Point-based annotation data:
━━━━

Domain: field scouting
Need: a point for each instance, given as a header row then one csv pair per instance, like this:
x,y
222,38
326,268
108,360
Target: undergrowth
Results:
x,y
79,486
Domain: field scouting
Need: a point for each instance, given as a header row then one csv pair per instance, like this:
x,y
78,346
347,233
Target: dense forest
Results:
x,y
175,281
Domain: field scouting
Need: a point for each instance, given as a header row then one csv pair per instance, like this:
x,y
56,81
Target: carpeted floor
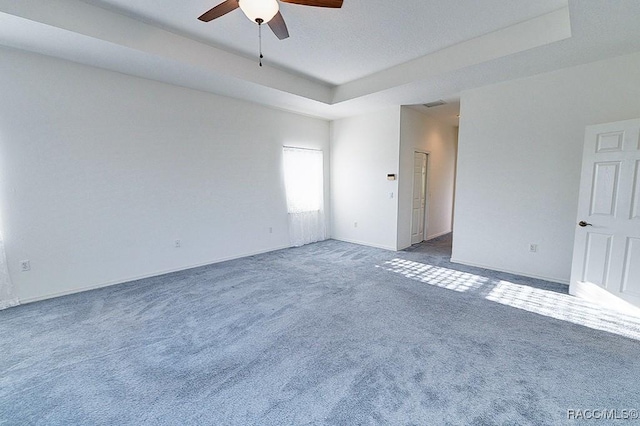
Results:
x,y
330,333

━━━━

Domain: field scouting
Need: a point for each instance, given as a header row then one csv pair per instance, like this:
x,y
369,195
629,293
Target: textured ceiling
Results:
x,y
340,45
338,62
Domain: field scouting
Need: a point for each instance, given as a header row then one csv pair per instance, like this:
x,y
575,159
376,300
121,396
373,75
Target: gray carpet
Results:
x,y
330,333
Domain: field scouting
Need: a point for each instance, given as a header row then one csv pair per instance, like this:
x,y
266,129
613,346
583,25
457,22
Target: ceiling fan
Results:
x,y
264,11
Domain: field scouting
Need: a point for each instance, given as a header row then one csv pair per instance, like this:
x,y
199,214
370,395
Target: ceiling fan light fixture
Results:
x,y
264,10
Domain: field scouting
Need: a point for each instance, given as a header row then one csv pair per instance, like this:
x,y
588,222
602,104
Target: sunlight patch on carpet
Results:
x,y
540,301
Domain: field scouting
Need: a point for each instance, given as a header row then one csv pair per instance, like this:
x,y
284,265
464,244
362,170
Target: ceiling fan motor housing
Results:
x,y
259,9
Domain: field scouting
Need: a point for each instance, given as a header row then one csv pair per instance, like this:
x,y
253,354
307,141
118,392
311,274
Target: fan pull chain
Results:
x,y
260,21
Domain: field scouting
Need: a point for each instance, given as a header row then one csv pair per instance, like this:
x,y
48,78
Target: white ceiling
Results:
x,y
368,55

━━━━

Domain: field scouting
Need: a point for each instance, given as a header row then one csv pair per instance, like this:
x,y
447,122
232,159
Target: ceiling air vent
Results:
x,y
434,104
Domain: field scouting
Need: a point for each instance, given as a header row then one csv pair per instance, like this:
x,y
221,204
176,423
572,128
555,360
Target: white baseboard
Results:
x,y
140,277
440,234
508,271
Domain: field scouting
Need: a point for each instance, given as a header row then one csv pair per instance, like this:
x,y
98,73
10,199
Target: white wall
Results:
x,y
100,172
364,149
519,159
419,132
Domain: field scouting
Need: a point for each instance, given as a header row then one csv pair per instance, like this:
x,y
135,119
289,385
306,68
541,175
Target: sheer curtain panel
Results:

━━━━

§ **Task requirements**
Please pull out every line of the material above that contains the string "ceiling", matching case exactly.

§ **Full output**
Target: textured ceiling
Target: ceiling fan
Target: ceiling fan light fixture
Target: ceiling fan motor housing
Target: white ceiling
Target: ceiling air vent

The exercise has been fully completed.